Data entries:
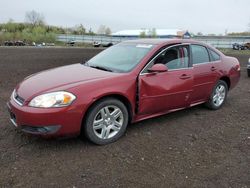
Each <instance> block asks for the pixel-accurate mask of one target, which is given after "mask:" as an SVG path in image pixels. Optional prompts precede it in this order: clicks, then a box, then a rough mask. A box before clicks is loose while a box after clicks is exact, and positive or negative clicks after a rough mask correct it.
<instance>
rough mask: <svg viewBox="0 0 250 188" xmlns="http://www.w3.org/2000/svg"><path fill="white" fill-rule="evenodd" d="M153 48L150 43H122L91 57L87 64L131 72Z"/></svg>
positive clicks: (112, 69)
mask: <svg viewBox="0 0 250 188" xmlns="http://www.w3.org/2000/svg"><path fill="white" fill-rule="evenodd" d="M152 48H153V45H150V44H129V43H120V44H117V45H115V46H112V47H110V48H108V49H106V50H104V51H102V52H101V53H99V54H98V55H96V56H95V57H93V58H92V59H90V60H89V61H88V62H87V65H88V66H90V67H101V68H104V69H109V70H112V71H114V72H129V71H131V70H132V69H133V68H134V67H135V66H136V65H138V64H139V62H140V61H141V59H142V58H143V57H144V56H145V55H146V54H147V53H148V52H149V51H150V50H151V49H152Z"/></svg>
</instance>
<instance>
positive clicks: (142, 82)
mask: <svg viewBox="0 0 250 188" xmlns="http://www.w3.org/2000/svg"><path fill="white" fill-rule="evenodd" d="M157 63H162V64H164V65H165V66H167V68H168V71H167V72H161V73H149V72H148V71H147V69H148V68H150V67H152V66H153V65H154V64H157ZM192 84H193V70H192V68H191V67H190V56H189V45H176V46H174V47H169V48H167V49H166V50H164V51H162V52H161V53H160V54H158V55H157V56H156V57H155V58H154V59H153V60H152V61H151V62H150V63H149V65H148V66H147V67H146V68H145V69H144V70H143V71H142V73H141V74H140V76H139V114H140V115H147V114H148V115H149V114H155V113H162V112H163V113H164V112H167V111H171V110H175V109H181V108H185V107H187V106H189V104H190V94H191V92H192V86H193V85H192Z"/></svg>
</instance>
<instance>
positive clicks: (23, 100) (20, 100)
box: [13, 91, 24, 106]
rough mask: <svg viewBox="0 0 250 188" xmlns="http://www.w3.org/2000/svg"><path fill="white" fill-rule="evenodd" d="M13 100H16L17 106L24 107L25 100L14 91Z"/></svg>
mask: <svg viewBox="0 0 250 188" xmlns="http://www.w3.org/2000/svg"><path fill="white" fill-rule="evenodd" d="M13 98H14V100H15V102H16V103H17V104H19V105H21V106H22V105H23V103H24V99H23V98H22V97H20V96H19V95H18V94H17V93H16V91H14V94H13Z"/></svg>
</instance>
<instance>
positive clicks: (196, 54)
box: [192, 45, 209, 64]
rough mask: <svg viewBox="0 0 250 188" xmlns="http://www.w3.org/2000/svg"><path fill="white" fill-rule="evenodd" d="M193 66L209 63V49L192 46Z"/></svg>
mask: <svg viewBox="0 0 250 188" xmlns="http://www.w3.org/2000/svg"><path fill="white" fill-rule="evenodd" d="M192 55H193V64H200V63H206V62H209V55H208V52H207V48H205V47H204V46H199V45H192Z"/></svg>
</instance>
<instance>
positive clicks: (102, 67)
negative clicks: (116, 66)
mask: <svg viewBox="0 0 250 188" xmlns="http://www.w3.org/2000/svg"><path fill="white" fill-rule="evenodd" d="M89 66H90V67H92V68H95V69H99V70H104V71H109V72H113V70H111V69H109V68H106V67H101V66H95V65H89Z"/></svg>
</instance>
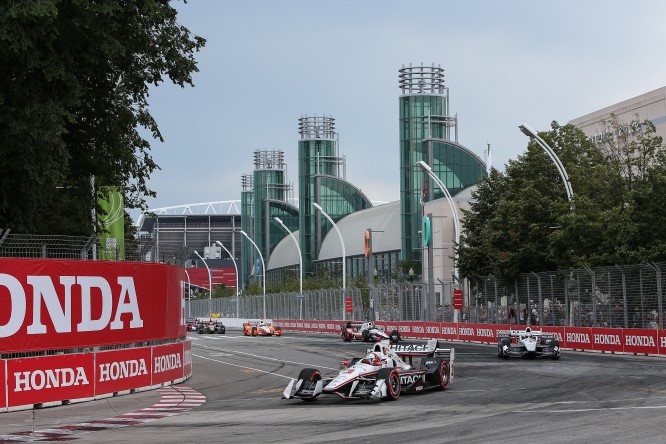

_What you have to do_
Please output the lines of the rows above as a numbered list, skipping blank lines and leaving out the pictures.

_Completed task_
1. Each <instance> block asks for the pixel-accurate mask of one target, which is given after "mask:" as an SVG path in image pixels. Optional prompts precede it in this order: clicks, then a box, then a rough mask. A box before clicks is loose while a box after clicks is exact, and positive or negative clicks after a rough mask correct it.
2. <instance>
3. rough mask: <svg viewBox="0 0 250 188" xmlns="http://www.w3.org/2000/svg"><path fill="white" fill-rule="evenodd" d="M153 48L150 43H122L91 57L87 64L131 72Z"/></svg>
4. positive clicks: (112, 69)
5. mask: <svg viewBox="0 0 250 188" xmlns="http://www.w3.org/2000/svg"><path fill="white" fill-rule="evenodd" d="M152 48H153V45H150V44H129V43H120V44H117V45H115V46H112V47H110V48H108V49H106V50H104V51H102V52H101V53H99V54H98V55H96V56H95V57H93V58H92V59H90V60H89V61H88V62H87V65H88V66H90V67H101V68H104V69H109V70H112V71H114V72H129V71H131V70H132V69H133V68H134V67H135V66H136V65H138V64H139V62H140V61H141V59H142V58H143V57H144V56H145V55H146V54H147V53H148V52H149V51H150V50H151V49H152Z"/></svg>
6. </instance>
7. <instance>
8. positive clicks: (142, 82)
9. mask: <svg viewBox="0 0 250 188" xmlns="http://www.w3.org/2000/svg"><path fill="white" fill-rule="evenodd" d="M157 63H162V64H164V65H165V66H167V68H168V71H167V72H161V73H149V72H148V71H147V69H148V68H150V67H152V66H153V65H154V64H157ZM192 84H193V70H192V68H191V67H190V56H189V45H176V46H174V47H169V48H167V49H166V50H164V51H162V52H161V53H160V54H158V55H157V56H156V57H155V58H154V59H153V60H152V61H151V62H150V63H149V65H148V66H147V67H146V68H145V69H144V70H143V71H142V73H141V74H140V76H139V114H140V115H147V114H148V115H149V114H155V113H162V112H163V113H164V112H167V111H171V110H175V109H181V108H185V107H187V106H189V104H190V94H191V92H192V86H193V85H192Z"/></svg>
10. </instance>
11. <instance>
12. positive clicks: (23, 100) (20, 100)
13. box: [13, 91, 24, 106]
14. rough mask: <svg viewBox="0 0 250 188" xmlns="http://www.w3.org/2000/svg"><path fill="white" fill-rule="evenodd" d="M13 100H16L17 106L24 107L25 100L14 91Z"/></svg>
15. mask: <svg viewBox="0 0 250 188" xmlns="http://www.w3.org/2000/svg"><path fill="white" fill-rule="evenodd" d="M13 98H14V100H15V102H16V103H17V104H19V105H21V106H22V105H23V103H24V99H23V98H22V97H20V96H19V95H18V94H17V93H16V91H14V94H13Z"/></svg>
16. </instance>
17. <instance>
18. positive clicks: (196, 54)
19. box: [192, 45, 209, 64]
20. rough mask: <svg viewBox="0 0 250 188" xmlns="http://www.w3.org/2000/svg"><path fill="white" fill-rule="evenodd" d="M193 66L209 63V49L192 46Z"/></svg>
21. mask: <svg viewBox="0 0 250 188" xmlns="http://www.w3.org/2000/svg"><path fill="white" fill-rule="evenodd" d="M192 55H193V64H200V63H206V62H209V55H208V52H207V48H205V47H204V46H199V45H192Z"/></svg>
22. </instance>
23. <instance>
24. positive clicks: (102, 67)
25. negative clicks: (116, 66)
26. mask: <svg viewBox="0 0 250 188" xmlns="http://www.w3.org/2000/svg"><path fill="white" fill-rule="evenodd" d="M89 66H90V67H92V68H95V69H99V70H104V71H109V72H113V70H111V69H109V68H106V67H101V66H95V65H89Z"/></svg>
27. </instance>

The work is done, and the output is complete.